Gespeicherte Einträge
_ _ _

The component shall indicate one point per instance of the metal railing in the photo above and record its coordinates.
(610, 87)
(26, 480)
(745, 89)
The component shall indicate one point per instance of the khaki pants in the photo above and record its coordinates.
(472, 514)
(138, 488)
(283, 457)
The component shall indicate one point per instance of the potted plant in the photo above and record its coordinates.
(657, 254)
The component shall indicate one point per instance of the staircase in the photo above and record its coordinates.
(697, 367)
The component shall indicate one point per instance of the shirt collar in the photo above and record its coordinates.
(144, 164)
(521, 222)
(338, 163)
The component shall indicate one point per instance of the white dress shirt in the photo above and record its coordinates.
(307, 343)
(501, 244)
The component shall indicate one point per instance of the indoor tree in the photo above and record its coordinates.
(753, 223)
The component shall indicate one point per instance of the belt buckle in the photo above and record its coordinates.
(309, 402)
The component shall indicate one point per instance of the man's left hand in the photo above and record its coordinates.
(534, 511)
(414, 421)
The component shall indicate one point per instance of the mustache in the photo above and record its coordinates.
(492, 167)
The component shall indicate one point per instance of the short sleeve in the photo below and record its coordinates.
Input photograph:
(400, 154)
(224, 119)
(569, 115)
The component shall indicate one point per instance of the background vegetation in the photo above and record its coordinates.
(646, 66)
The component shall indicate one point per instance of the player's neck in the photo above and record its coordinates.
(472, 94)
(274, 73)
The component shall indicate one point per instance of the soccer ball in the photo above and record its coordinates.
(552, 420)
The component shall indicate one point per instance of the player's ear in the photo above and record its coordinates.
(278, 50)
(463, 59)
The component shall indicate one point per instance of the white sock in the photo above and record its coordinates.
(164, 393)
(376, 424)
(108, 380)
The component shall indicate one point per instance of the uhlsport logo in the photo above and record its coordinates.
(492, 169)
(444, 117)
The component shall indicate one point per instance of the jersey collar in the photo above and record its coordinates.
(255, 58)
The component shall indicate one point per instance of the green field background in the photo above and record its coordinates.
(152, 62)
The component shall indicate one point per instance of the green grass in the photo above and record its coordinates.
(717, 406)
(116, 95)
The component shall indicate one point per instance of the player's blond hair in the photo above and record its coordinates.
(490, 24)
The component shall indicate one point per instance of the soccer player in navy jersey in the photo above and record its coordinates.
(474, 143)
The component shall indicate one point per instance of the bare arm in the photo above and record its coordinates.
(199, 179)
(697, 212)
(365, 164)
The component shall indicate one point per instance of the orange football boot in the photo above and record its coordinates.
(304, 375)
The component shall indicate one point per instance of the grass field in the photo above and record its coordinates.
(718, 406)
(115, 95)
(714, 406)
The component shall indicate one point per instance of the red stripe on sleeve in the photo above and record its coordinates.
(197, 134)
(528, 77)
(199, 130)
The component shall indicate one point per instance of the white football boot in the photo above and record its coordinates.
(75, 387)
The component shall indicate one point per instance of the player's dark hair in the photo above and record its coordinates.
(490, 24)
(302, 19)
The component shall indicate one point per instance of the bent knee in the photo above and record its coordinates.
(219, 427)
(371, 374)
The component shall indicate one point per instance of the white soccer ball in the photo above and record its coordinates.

_ _ _

Benenne in allen Daten oben „The component“ überall in „The module“ um und gib die Zeilen sonst unverändert wieder.

◆ **Antwort zur Aufgabe**
The module shall indicate one point per instance of the metal railing in the photo above and record its coordinates.
(610, 87)
(26, 480)
(745, 89)
The module shall indicate one point per instance of the khaki pants in the photo above and record its coordinates.
(472, 514)
(138, 488)
(283, 457)
The module shall indicate one point per instance of the potted plant in the photo above and record its coordinates.
(657, 254)
The module shall indicate one point per instance of the staircase in the photo above and record its coordinates.
(697, 367)
The module shall indicate one point per instance of the shirt collar in the photo above and record its coordinates.
(144, 164)
(521, 222)
(338, 163)
The module shall indicate one point per instance of the white dress shirt in the photo above and record its coordinates.
(307, 343)
(501, 244)
The module shall indicate one point per instance of the indoor tree in the photo above and record its coordinates.
(753, 223)
The module shall indicate one point per instance of the belt buckle in the photo above and record its coordinates.
(309, 402)
The module shall indicate one point per instance of the man's left hand in the photo above and record its coordinates.
(534, 511)
(414, 421)
The module shall indicate one point per instance of the mustache in the photo above and record its coordinates.
(492, 167)
The module shall indicate one point per instance of the short sleeve in the photo below and record its coordinates.
Input photograph:
(400, 154)
(224, 119)
(569, 115)
The module shall indicate one point per instance of the background vegetation in the photo above and record its coordinates.
(646, 66)
The module shall indicate one point per instance of the player's neck in the photo above and record its coordinates.
(472, 94)
(274, 73)
The module shall indicate one point per instance of the soccer ball in the photo above and record its coordinates.
(552, 420)
The module shall indicate one point per instance of the player's ear in the photo above and record its coordinates.
(278, 50)
(463, 59)
The module shall indicate one point per instance of the white sock in the photo above and record its coordinates.
(164, 393)
(376, 424)
(108, 380)
The module shall indicate one point per instance of the uhlsport logo in the photo above and record its coordinates.
(492, 169)
(444, 117)
The module shall indicate one point per instance of the jersey collar in the photo above and record its coordinates.
(255, 58)
The module shall indicate one point per instance of the green field background in the photo above and record its coordinates.
(152, 62)
The module shall indicate one point per instance of the green grass in the photo above and record its coordinates.
(717, 406)
(116, 95)
The module shall indicate one point per instance of the player's blond hair in the photo above and record its coordinates.
(490, 24)
The module shall indicate one point per instance of the soccer player in navy jersey in the photo above and record its coordinates.
(474, 143)
The module shall indicate one point per instance of the bare arm in the photo above and record its coordinates.
(199, 179)
(697, 212)
(365, 164)
The module shall indicate one point per instance of the orange football boot in the photo above and record its coordinates.
(304, 375)
The module shall indicate one point per instance of the grass field in the photo above and record its coordinates.
(718, 406)
(115, 95)
(714, 406)
The module shall indicate one point per instance of the red stripe on sleeve in the photo above and record its coordinates.
(197, 134)
(528, 77)
(199, 130)
The module shall indicate one point per instance of the white football boot in the photo above and record its coordinates.
(75, 387)
The module shall indicate one point per instance of the player's dark hair in the photo above and record its coordinates.
(490, 24)
(302, 19)
The module shall indicate one point per instance of the bent knee in the photo above and record its coordinates.
(219, 427)
(371, 374)
The module shall indicate one point per instance of the white soccer ball in the photo above and record its coordinates.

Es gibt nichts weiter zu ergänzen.